> WHAT IS BEING ASKED
Among the records below, find each line containing the word "target" and copy it.

——————

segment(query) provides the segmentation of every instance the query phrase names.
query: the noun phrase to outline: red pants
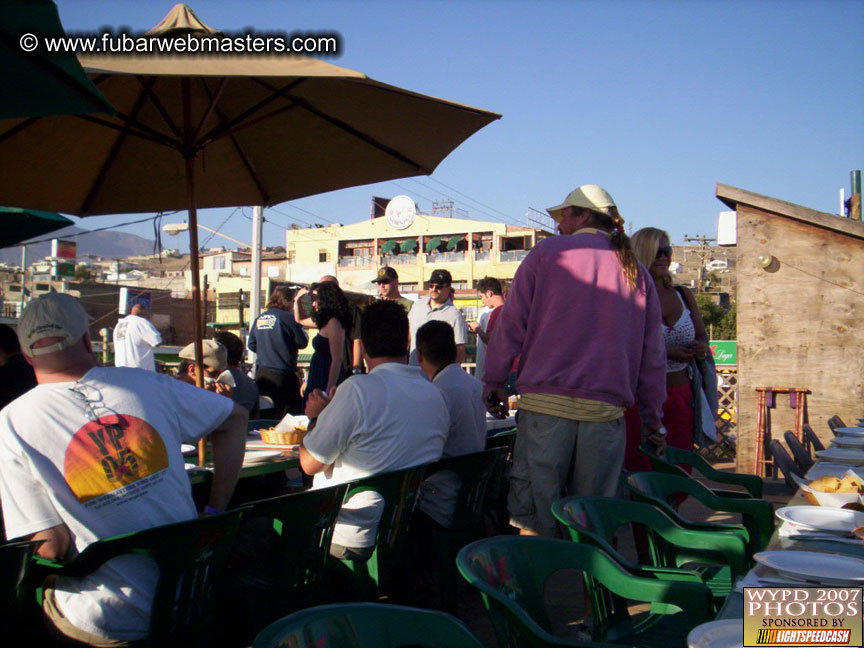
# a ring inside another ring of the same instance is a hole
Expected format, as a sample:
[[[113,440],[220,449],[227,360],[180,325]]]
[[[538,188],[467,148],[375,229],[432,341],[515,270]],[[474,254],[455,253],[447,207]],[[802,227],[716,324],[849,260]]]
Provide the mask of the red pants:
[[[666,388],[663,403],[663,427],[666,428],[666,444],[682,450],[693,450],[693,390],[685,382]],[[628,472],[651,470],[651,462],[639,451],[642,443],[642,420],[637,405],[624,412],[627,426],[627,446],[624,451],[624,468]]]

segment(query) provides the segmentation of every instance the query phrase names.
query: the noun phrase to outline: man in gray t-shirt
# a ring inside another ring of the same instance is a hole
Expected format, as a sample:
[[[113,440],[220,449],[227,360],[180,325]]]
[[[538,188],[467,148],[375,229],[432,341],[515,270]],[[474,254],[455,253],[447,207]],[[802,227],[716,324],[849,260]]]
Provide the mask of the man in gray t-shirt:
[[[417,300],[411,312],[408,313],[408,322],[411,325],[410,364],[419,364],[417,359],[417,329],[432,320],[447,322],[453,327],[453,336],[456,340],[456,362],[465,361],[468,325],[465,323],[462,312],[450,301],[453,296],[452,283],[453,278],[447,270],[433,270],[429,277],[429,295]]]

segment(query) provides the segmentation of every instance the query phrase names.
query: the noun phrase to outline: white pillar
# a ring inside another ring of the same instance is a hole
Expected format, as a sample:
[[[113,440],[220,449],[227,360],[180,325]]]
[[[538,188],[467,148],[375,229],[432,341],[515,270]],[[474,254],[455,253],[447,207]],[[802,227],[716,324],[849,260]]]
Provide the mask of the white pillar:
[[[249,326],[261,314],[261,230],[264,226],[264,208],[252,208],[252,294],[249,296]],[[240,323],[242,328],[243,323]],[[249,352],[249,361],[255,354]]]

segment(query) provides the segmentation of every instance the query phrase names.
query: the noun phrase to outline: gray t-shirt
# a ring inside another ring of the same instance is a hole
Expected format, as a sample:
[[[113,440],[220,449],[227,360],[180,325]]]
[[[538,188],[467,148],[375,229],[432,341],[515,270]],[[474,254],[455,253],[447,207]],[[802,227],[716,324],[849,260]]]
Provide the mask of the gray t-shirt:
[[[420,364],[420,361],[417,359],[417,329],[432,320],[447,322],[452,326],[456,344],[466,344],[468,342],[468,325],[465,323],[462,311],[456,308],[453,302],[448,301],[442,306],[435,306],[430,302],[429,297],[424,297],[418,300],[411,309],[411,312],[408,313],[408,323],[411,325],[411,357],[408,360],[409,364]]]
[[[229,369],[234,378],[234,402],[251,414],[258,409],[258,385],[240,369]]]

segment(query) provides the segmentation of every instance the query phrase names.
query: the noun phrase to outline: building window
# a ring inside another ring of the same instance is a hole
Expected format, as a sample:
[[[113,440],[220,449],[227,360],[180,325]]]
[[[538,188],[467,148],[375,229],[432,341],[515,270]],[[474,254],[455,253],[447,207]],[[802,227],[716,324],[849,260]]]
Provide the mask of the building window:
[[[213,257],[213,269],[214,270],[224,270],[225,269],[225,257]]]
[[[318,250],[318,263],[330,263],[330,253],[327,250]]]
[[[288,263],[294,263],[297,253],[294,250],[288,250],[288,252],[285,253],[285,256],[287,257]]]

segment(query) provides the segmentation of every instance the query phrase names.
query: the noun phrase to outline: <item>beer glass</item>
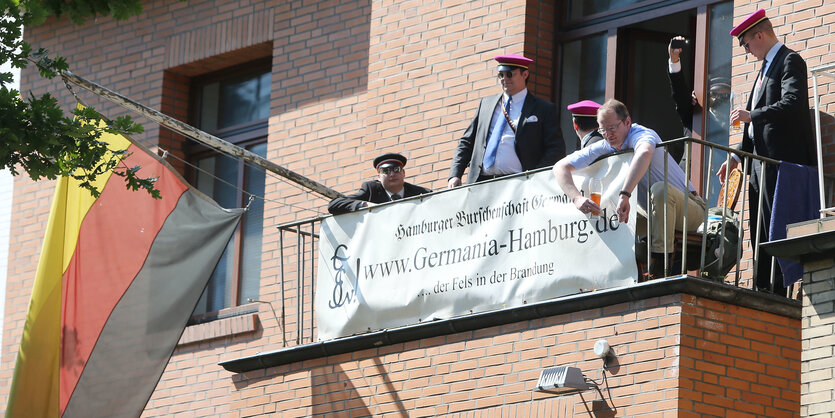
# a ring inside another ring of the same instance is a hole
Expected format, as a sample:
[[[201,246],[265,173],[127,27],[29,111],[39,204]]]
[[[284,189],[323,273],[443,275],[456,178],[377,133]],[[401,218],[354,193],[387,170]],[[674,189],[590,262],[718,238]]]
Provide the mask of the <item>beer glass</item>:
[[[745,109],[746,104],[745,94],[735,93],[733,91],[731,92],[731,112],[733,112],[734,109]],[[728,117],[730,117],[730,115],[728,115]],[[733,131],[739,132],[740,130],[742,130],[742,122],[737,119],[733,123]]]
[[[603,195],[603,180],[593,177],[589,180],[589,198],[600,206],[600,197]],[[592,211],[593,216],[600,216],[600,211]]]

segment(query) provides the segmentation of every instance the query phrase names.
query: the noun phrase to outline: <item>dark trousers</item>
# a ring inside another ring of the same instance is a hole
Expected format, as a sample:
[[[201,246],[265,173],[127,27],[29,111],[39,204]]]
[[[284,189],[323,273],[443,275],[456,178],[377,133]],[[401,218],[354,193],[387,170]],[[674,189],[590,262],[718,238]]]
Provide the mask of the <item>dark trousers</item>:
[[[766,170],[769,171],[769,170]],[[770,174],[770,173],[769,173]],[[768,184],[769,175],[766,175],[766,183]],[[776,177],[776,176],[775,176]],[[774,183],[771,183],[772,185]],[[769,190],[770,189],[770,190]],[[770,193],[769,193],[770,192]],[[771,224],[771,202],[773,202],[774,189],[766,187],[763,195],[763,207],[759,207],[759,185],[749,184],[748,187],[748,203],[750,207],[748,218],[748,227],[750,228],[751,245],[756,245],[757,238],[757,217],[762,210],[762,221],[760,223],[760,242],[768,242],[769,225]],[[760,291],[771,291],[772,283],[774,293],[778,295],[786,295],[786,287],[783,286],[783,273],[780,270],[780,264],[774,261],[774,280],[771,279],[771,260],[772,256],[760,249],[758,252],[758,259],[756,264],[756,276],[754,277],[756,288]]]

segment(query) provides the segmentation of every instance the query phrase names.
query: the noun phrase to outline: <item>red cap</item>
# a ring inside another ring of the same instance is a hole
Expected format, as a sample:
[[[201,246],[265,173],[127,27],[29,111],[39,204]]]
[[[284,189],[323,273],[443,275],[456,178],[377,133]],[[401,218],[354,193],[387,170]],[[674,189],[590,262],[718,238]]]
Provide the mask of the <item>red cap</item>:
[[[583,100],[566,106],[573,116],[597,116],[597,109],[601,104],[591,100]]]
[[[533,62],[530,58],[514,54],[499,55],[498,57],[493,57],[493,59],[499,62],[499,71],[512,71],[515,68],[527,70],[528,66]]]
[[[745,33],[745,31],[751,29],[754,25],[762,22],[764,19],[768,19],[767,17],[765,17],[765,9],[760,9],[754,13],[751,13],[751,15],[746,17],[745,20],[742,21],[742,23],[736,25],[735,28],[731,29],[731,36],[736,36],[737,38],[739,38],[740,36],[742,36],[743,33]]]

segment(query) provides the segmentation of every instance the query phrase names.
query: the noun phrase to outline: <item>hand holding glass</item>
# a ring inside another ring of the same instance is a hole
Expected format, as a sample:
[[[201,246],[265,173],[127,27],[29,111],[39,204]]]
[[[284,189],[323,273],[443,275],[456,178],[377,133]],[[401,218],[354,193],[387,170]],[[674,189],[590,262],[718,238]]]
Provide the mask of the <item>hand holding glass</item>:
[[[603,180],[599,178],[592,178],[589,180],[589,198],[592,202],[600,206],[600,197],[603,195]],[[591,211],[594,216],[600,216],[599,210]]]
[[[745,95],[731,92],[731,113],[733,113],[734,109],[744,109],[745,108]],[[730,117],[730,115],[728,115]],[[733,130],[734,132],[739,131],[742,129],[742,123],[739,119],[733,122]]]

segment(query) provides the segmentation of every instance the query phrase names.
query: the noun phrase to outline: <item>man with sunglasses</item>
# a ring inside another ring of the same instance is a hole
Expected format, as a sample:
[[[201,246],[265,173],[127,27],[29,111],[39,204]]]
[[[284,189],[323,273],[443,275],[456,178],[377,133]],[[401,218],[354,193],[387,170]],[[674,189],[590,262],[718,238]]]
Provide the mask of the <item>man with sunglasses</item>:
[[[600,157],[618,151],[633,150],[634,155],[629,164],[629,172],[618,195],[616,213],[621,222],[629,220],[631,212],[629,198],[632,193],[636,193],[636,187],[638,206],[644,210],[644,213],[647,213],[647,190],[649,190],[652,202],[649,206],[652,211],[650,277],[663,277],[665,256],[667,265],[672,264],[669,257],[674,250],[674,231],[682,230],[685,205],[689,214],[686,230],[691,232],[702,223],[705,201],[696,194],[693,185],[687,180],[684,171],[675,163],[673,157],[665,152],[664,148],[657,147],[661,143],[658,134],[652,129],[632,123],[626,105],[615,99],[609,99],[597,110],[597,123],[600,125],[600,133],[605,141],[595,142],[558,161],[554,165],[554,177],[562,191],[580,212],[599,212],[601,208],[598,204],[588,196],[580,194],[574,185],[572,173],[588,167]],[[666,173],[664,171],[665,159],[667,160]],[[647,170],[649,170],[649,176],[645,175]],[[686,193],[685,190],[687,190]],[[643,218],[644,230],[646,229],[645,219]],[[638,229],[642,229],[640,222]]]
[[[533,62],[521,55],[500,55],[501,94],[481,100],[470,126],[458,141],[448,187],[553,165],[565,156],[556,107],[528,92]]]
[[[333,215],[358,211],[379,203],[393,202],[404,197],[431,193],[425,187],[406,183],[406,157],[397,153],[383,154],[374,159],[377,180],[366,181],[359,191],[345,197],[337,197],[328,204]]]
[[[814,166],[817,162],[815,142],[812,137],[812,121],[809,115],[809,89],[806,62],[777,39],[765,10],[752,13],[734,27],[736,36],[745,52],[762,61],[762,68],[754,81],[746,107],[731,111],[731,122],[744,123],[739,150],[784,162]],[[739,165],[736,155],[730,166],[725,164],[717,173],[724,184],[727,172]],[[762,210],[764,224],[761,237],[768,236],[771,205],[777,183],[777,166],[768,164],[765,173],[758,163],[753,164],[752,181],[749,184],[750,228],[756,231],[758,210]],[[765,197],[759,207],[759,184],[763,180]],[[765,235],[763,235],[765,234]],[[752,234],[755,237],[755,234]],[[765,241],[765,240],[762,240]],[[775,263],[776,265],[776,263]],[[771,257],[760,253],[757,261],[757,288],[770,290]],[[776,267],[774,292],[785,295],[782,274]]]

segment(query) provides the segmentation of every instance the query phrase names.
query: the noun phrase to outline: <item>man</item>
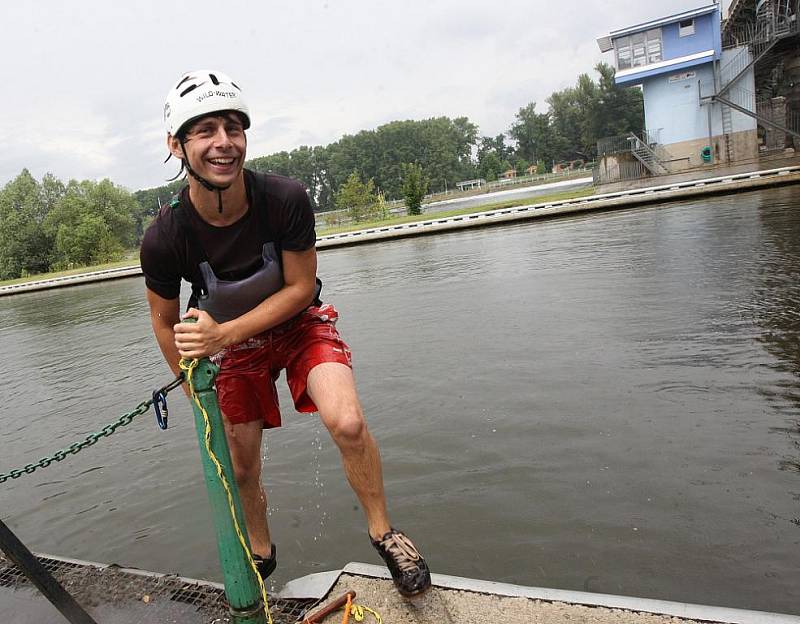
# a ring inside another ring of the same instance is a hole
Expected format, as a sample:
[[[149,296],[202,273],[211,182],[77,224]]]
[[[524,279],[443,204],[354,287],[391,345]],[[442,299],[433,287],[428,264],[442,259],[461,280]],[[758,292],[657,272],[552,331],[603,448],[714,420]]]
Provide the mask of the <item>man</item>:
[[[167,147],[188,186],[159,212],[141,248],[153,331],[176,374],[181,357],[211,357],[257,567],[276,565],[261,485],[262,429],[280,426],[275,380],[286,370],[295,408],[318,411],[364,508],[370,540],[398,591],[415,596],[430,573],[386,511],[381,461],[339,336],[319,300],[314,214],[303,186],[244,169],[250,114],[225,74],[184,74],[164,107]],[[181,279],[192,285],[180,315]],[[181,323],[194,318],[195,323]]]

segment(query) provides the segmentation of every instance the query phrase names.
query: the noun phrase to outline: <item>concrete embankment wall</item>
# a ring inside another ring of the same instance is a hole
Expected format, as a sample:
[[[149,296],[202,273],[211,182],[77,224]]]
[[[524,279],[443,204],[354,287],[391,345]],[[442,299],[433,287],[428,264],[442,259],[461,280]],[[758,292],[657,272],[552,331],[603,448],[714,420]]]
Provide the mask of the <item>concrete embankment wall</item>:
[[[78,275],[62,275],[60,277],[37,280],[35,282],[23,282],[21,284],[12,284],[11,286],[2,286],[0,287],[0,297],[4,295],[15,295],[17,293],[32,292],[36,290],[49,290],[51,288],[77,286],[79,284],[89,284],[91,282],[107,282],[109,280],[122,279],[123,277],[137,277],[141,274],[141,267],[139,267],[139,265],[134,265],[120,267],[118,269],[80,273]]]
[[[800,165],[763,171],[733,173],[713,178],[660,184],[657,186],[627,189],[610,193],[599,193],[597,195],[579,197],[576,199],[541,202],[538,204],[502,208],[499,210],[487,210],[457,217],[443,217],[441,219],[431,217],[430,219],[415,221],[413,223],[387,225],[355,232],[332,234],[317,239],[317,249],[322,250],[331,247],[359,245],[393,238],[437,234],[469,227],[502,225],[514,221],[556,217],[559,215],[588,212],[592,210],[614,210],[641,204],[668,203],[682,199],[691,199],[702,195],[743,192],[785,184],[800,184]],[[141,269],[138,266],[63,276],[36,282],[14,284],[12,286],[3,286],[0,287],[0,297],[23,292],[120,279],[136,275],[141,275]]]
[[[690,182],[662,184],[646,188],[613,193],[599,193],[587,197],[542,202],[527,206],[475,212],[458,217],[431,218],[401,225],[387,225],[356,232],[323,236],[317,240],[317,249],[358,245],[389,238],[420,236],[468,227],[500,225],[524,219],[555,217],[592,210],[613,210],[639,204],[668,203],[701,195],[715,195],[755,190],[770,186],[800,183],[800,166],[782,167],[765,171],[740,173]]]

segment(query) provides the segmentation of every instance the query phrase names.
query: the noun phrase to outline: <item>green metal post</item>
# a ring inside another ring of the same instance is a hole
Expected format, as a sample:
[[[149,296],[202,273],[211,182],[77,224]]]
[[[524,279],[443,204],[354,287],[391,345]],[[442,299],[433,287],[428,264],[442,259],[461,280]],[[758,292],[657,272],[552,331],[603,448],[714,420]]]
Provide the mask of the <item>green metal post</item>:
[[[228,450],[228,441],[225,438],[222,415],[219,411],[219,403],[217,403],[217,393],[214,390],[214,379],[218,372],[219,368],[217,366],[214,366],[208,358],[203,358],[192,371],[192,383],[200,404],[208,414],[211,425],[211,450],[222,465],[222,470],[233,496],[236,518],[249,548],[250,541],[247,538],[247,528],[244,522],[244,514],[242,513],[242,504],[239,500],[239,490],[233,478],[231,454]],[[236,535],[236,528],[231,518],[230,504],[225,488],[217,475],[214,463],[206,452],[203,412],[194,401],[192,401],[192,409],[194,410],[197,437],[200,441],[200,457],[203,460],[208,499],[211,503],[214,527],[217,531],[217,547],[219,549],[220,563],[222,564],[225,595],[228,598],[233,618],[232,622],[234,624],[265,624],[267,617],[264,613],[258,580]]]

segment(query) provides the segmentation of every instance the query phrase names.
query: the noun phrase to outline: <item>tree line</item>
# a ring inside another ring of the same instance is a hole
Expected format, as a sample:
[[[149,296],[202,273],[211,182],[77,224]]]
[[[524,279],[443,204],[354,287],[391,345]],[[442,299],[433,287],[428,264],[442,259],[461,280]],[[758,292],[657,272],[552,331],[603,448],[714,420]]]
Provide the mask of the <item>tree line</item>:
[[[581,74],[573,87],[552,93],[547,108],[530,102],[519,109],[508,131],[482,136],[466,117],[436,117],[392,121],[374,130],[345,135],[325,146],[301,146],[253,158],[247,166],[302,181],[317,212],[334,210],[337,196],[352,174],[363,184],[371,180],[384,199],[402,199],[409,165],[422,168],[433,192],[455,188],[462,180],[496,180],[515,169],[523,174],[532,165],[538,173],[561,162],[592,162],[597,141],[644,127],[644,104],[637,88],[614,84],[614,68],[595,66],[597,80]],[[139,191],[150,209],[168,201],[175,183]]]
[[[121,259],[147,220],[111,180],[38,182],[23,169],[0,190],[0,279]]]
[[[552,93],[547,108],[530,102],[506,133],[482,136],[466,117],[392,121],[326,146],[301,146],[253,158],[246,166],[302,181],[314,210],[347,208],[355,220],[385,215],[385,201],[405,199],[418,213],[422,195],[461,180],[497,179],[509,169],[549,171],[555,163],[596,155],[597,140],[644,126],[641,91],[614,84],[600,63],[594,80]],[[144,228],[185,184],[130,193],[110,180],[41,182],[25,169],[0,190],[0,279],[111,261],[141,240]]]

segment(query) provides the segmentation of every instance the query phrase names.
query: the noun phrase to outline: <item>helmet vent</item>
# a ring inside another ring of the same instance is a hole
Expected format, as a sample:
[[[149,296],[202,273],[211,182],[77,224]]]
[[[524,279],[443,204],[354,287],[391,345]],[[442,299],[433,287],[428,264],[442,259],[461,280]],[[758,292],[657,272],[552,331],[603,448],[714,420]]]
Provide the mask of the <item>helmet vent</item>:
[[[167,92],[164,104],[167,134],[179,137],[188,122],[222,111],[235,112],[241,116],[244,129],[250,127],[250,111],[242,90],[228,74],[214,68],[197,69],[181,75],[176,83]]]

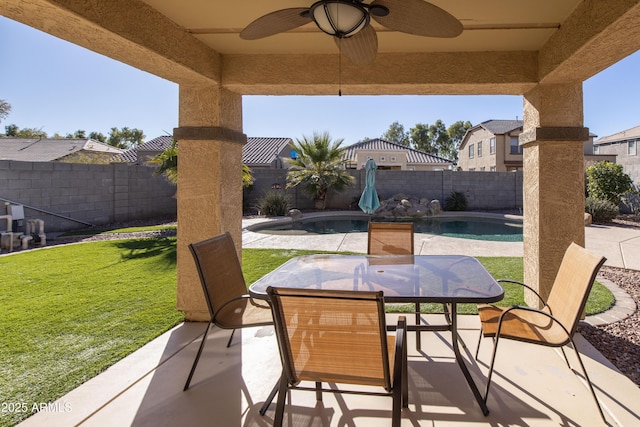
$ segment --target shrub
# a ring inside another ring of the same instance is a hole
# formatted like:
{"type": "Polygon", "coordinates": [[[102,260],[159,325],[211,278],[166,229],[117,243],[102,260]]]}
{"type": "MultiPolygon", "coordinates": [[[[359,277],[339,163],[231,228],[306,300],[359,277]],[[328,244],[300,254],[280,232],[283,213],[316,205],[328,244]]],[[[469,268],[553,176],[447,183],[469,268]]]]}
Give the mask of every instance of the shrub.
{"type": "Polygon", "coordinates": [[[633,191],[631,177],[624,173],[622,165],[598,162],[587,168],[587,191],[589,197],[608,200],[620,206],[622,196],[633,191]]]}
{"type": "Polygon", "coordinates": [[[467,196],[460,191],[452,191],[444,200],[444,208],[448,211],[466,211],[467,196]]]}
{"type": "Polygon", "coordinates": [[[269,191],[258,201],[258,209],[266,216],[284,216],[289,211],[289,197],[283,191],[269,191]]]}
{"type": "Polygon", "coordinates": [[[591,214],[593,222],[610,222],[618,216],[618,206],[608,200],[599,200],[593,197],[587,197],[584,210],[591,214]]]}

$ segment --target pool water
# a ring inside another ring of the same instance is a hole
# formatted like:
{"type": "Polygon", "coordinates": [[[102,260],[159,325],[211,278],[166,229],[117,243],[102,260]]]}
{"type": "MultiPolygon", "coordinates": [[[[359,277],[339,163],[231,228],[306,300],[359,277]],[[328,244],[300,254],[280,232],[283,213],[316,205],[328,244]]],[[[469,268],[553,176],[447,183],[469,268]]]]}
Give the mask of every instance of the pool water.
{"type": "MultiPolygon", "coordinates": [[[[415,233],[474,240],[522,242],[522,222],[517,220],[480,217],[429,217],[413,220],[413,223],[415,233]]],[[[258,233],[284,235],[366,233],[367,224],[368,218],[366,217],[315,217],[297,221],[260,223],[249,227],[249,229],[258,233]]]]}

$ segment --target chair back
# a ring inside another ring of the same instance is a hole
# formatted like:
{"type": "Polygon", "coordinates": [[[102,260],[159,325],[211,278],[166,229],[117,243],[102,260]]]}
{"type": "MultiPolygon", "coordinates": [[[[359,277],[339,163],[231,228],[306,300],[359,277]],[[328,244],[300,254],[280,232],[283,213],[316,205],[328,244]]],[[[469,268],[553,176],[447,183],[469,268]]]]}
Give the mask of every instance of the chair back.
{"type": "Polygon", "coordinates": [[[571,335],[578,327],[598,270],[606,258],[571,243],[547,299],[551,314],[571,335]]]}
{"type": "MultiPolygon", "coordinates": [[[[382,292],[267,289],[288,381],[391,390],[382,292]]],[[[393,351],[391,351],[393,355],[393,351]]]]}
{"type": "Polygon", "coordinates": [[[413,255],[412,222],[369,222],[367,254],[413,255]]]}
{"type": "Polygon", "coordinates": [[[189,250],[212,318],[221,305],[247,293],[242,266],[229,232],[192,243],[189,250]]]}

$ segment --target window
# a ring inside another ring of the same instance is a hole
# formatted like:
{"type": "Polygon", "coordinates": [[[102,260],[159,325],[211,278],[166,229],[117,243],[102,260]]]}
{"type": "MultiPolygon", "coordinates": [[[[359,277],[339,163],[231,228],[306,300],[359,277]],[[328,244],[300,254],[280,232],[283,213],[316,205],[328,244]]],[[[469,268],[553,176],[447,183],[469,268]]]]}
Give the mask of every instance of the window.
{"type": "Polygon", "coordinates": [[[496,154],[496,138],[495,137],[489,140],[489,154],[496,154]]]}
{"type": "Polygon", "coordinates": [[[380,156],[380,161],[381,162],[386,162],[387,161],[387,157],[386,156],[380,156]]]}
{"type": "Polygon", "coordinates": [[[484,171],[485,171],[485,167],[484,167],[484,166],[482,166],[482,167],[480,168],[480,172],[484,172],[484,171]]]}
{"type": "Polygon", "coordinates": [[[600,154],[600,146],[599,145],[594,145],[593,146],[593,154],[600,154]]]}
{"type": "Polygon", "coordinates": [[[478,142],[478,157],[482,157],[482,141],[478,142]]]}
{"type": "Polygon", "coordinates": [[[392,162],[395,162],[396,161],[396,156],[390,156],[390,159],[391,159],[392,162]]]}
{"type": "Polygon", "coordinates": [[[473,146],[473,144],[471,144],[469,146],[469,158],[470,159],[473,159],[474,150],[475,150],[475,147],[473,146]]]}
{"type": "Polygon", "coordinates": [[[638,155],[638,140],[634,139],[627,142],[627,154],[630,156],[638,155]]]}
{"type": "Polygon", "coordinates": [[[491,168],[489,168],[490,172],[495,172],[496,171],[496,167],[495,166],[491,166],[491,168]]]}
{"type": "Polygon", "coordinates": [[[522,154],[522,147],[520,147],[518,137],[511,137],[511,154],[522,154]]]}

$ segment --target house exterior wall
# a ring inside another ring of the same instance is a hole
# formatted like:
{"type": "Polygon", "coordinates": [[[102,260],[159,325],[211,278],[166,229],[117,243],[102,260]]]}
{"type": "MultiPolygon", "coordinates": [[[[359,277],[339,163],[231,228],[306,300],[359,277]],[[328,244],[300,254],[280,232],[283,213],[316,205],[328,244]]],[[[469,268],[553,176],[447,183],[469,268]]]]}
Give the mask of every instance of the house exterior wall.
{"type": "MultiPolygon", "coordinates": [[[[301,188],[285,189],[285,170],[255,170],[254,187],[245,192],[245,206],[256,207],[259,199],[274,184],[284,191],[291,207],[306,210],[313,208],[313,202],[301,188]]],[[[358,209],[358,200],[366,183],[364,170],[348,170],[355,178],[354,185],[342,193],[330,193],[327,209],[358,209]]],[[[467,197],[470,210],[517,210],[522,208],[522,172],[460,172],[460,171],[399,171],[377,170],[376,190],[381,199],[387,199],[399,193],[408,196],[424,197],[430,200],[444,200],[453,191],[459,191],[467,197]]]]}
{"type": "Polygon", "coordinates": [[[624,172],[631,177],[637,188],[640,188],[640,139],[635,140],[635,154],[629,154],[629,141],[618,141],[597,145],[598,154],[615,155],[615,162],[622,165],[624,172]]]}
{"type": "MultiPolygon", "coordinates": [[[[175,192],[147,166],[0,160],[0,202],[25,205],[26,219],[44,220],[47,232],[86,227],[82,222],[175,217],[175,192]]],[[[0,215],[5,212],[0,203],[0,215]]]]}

——————

> PROBLEM SOLUTION
$ segment --target shrub
$ segment --target pool water
$ segment --target chair back
$ segment --target window
$ segment --target house exterior wall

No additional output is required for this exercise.